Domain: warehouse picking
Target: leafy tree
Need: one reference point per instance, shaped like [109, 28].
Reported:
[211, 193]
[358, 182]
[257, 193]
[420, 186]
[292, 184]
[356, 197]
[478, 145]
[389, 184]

- VOTRE OBJECTIF
Convertissez l'ensemble des items ci-dessus en un fichier CSV à deux colonnes, nommées consigne et réponse, avec une ligne par item. Placez le texte de l'item dans la première colonne et sa réponse dans la seconde, chacun dans un seul champ entre guillemets, en remplaçant les sauts de ligne par des espaces.

- SOLUTION DU PROBLÈME
consigne,réponse
"Domain: warehouse picking Target: leafy tree Need: one reference point per instance, shaped like [109, 28]. Reported:","[211, 193] [358, 182] [257, 193] [420, 186] [292, 184] [356, 197] [478, 145] [389, 184]"